## Source material
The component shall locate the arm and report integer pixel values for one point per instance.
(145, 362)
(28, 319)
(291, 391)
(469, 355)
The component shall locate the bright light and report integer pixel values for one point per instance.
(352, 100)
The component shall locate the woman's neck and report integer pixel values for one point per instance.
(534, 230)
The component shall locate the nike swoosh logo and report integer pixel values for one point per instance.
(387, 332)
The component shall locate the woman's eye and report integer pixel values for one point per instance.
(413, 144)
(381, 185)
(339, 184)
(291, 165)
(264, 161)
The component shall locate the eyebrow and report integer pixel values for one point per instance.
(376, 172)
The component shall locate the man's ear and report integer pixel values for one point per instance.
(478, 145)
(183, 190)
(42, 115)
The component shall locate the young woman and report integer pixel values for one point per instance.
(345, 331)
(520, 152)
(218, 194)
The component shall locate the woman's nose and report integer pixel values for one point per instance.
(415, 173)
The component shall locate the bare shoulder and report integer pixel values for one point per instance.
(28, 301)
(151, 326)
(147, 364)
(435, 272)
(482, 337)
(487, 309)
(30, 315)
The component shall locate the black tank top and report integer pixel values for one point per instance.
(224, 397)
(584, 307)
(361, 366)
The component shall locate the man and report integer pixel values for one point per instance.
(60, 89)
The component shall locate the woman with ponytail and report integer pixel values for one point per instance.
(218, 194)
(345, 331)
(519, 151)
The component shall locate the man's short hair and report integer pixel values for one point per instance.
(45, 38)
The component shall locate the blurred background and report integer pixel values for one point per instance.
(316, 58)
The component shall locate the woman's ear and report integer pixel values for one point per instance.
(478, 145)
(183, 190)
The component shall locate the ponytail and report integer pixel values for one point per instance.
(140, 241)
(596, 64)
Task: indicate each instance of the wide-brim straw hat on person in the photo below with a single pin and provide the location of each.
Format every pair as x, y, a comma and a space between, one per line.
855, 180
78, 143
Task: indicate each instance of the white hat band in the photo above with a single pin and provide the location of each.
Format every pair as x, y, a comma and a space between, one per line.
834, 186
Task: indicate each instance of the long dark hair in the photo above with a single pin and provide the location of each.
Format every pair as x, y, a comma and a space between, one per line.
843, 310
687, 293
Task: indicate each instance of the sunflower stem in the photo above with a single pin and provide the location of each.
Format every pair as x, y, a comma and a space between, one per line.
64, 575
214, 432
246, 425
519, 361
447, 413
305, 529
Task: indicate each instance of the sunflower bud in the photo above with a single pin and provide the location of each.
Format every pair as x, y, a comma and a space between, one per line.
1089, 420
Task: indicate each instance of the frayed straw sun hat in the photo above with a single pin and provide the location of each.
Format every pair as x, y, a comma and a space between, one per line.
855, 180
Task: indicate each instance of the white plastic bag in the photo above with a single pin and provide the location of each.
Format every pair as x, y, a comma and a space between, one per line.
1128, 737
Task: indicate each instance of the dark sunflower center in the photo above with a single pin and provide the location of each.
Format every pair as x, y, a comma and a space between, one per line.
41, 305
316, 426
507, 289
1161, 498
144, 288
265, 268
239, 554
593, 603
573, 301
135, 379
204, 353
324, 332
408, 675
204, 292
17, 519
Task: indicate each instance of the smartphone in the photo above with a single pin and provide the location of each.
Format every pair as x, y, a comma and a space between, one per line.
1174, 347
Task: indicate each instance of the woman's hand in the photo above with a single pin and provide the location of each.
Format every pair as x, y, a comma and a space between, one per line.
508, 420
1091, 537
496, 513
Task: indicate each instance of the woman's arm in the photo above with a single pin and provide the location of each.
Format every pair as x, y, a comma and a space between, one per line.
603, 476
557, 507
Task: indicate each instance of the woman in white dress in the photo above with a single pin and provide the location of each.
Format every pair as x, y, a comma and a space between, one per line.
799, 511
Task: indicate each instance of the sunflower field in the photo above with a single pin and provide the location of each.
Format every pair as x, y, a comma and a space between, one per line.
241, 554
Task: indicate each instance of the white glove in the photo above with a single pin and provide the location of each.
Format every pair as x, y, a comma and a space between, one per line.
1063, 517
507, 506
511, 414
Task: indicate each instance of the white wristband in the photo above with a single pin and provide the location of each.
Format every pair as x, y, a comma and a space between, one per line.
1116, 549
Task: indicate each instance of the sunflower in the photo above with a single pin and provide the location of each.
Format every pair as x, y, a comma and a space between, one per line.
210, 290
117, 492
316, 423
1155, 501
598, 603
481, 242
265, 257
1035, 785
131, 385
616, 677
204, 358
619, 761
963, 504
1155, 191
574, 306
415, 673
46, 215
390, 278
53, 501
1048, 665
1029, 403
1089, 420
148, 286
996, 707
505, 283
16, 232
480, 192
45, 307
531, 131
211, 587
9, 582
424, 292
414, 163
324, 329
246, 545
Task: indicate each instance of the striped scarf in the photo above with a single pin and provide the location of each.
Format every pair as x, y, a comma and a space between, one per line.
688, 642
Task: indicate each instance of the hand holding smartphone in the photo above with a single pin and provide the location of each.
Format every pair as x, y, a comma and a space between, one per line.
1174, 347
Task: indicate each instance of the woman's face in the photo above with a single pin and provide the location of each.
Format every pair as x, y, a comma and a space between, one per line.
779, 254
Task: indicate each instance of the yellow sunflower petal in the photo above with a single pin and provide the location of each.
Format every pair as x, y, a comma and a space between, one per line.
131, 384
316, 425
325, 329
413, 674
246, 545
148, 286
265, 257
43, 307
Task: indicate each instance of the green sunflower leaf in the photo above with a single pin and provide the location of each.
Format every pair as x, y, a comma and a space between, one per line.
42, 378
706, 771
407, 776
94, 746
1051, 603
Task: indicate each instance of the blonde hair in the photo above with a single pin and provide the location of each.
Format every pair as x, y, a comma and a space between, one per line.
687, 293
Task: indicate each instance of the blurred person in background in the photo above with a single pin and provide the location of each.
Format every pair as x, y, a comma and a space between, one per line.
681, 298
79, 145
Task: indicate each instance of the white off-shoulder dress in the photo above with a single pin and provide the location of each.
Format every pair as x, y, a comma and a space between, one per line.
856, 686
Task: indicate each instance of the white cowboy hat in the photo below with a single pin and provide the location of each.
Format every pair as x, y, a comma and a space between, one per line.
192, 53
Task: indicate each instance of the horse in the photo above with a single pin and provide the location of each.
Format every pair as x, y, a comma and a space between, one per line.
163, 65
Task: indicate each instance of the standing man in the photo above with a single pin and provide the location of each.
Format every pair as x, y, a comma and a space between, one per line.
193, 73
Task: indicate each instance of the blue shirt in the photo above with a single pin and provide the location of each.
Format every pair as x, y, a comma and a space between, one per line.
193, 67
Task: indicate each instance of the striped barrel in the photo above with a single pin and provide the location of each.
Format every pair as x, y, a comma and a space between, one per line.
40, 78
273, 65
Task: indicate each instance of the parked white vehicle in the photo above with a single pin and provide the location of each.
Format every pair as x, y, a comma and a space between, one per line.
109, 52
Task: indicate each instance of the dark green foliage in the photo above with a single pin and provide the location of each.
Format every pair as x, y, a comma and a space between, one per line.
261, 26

## What this task involves
In your reply, restate every entry exactly.

## Exercise answer
The component shall locate the arm and report integer pixel values for one point per instance.
(145, 362)
(28, 319)
(291, 391)
(469, 355)
The component shall locate the bright light and report integer pixel values for one point per instance.
(352, 100)
The component shall locate the woman's neck and report integer pixel values for one point per instance.
(534, 230)
The component shall locate the nike swoosh logo and report integer pixel values for one point per instance.
(387, 332)
The component shall locate the woman's eye and report integer pixel values for one point per instance.
(413, 144)
(381, 185)
(339, 184)
(291, 165)
(264, 161)
The component shall locate the eyebrow and report integer pixel values for one point per instance.
(376, 172)
The component shall locate the man's ear and report integer pixel values for one point per instance.
(478, 145)
(183, 190)
(42, 115)
The component shall locate the young woman and report integer pixel values for one point per instance.
(345, 331)
(520, 152)
(218, 194)
The component shall locate the woman's nose and report integer pixel values for one point per instance.
(415, 173)
The component shall locate the bare shoulder and report integer pixel values for one point per instance.
(28, 301)
(151, 326)
(147, 364)
(435, 272)
(482, 337)
(487, 309)
(30, 315)
The component shall locate the black tank top and report integer pixel values for one point per instance.
(224, 397)
(584, 307)
(361, 366)
The component shall locate the man and report integer pixel values for one point per instance.
(60, 89)
The component shall locate the woman with ponytail and report integer pixel values for one point per instance.
(218, 194)
(345, 331)
(519, 151)
The component shall locate the man's short hair and report integer pixel values for one point per instance.
(45, 38)
The component shall locate the blurred background and report integer pixel values for one point per instance.
(316, 58)
The component shall locate the woman's ear and report integer pixel values for one point per instance.
(478, 145)
(183, 190)
The component shall locate the ponytail and report integer pixel values for one point per instance.
(140, 241)
(596, 64)
Task: indicate each instance of the wide-brim straw hat on person in the photo below with a single pin and provide the location of each.
Format every pair as x, y, a comma and a space between, one per line.
855, 180
78, 143
Task: indicate each instance of the white hat band in the photo above with a single pin and provide the location of each.
Format every pair as x, y, a comma and a space between, one per line.
834, 186
Task: indicate each instance of the long dark hair in the photo above with a single pin and provide the location of each.
Format every pair as x, y, a comma and a space between, one per line.
843, 310
687, 293
Task: indicate each instance of the sunflower stem in the photo above with a single pin and provide the location of each.
Format every pair as x, y, a comma and a space between, one per line.
64, 575
214, 432
246, 425
519, 361
447, 413
305, 529
Task: indicate each instance of the sunflower bud in the photo above with a single pin and provide the location of each.
Format every pair as x, y, a comma and a space between, one per line.
1089, 420
Task: indicate each instance of the frayed straw sun hat in the photo above with a single pin and provide the location of each.
Format every pair as x, y, a comma and a space between, one per line.
855, 180
Task: indicate each instance of the white plastic bag in the photo above with a single pin and provide the location of each.
Format every pair as x, y, a comma and a space between, one per line.
1128, 737
Task: indicate each instance of the dark sunflower center in the photo above with a single pin and provide the location of each.
Format every pair as x, y, a comma and a space between, one per line.
41, 305
316, 426
507, 289
1161, 498
144, 288
265, 268
239, 554
593, 603
573, 301
135, 379
204, 353
324, 332
408, 675
204, 292
17, 519
Task: indicate each instance of the smartphone in the photo above with a single pin and provide the location of each.
Format every pair as x, y, a comma and a space between, one per line.
1174, 347
Task: indicate each instance of the woman's hand in the photo above with a single pin and provide the location of each.
Format every pair as x, y, a comma and a space between, one per line.
508, 420
1091, 537
496, 513
Task: indicate each instance of the woman's arm in the photo above with a single pin and provide the location of each.
Format every pair as x, y, a comma and a space between, one per line.
603, 476
557, 507
Task: indicate each instance of the woman in white dress in the photo above with a single pin and provide the location of each.
Format every pair as x, y, a comma and a space between, one per line.
799, 511
Task: indicate each instance of the sunflower field in the photo above with a single pin and provide the location of each.
Format every pair as x, y, a comma and a space between, one per line.
241, 554
Task: indicate each instance of the white glove in the photo above with a single pin and provide the location of each.
Format every pair as x, y, a comma and a space between, one per line.
1063, 517
507, 506
511, 414
Task: indicate each instance of the white wristband in the photo above with a single pin and provide the location of each.
Format every pair as x, y, a comma and a space between, one per line.
1116, 549
Task: indicate each instance of the sunflower in the photo above with a single pin and provide the location of each.
Format every pair as x, y, a comma and a space between, one per line.
210, 290
117, 492
316, 423
1155, 501
598, 603
481, 242
265, 257
1035, 785
131, 385
616, 677
204, 358
619, 761
963, 504
1155, 191
574, 306
415, 673
46, 215
390, 278
53, 501
1048, 665
1029, 403
1089, 420
148, 286
996, 707
505, 283
16, 232
480, 192
45, 307
531, 131
211, 587
9, 582
424, 292
414, 163
324, 329
246, 545
Task: indicate each instance of the striped scarf in the photo above with a single pin and provide the location of each.
Format every pair as x, y, a comma and a space between, one per line.
688, 642
Task: indicate each instance of the hand holding smartphone in the photo above with a single pin and provide the location of each.
Format every pair as x, y, a comma and a space between, one per line.
1174, 347
Task: indicate each instance of the woman's face in the photo above with a single pin and provide the location of each.
Format every pair as x, y, a comma and a space between, one per line.
779, 254
Task: indicate each instance of the yellow sunflower petal in the photo above with a single pin and provide the location of each.
Format every pair as x, y, a comma and a space between, one per line.
131, 384
316, 425
325, 329
413, 674
246, 545
148, 286
265, 257
43, 307
Task: indicate each instance of the green sunflower leaf in the photo above with a single pin and provide the location of each.
Format every pair as x, y, a comma and a space between, one per line.
42, 378
706, 771
407, 776
94, 746
1051, 603
Task: indicate each instance of the blonde hair in the photo above with a single pin and provide the location of each.
Format every pair as x, y, a comma and a space between, one per line.
687, 293
Task: indicate each instance of the blurred person in background in the photo above with a single pin and provide the location of each.
Format every pair as x, y, a comma and a space between, one per line.
681, 298
79, 145
Task: indicate each instance of the white off-shoulder dress in the photo above with a single pin and provide the location of each.
Format every pair as x, y, a comma and a space between, one per line.
856, 686
Task: indicate each instance of the white cowboy hat in the photo below with a single pin and provide the location of each.
Format every pair as x, y, a comma and a space between, one per line.
192, 53
Task: indicate each instance of the horse in the photo above with a single pin and provide the location of each.
Format every pair as x, y, a comma and a space between, one per line.
163, 65
Task: indicate each instance of the standing man in the photo above with a single pin and provide the location of each.
Format every pair as x, y, a comma and a space between, one per line.
193, 73
Task: indicate each instance of the blue shirt in the photo above with a single pin and provide the location of each.
Format every pair as x, y, a comma and a space between, one per line.
193, 67
Task: indicate each instance of the striped barrel in the photo above with a single pin and provide the location of each.
Format every pair as x, y, a comma and a space between, one per line.
40, 78
273, 65
Task: indicate each instance of the parked white vehicle in the photo above with a single pin and provide the location of each.
Format every pair as x, y, a comma and a space between, one per line.
109, 52
Task: indicate each instance of the dark green foliage in the photo above with a single pin and provide the location of each.
Format every pair as x, y, a comma and a space between, one per line.
261, 26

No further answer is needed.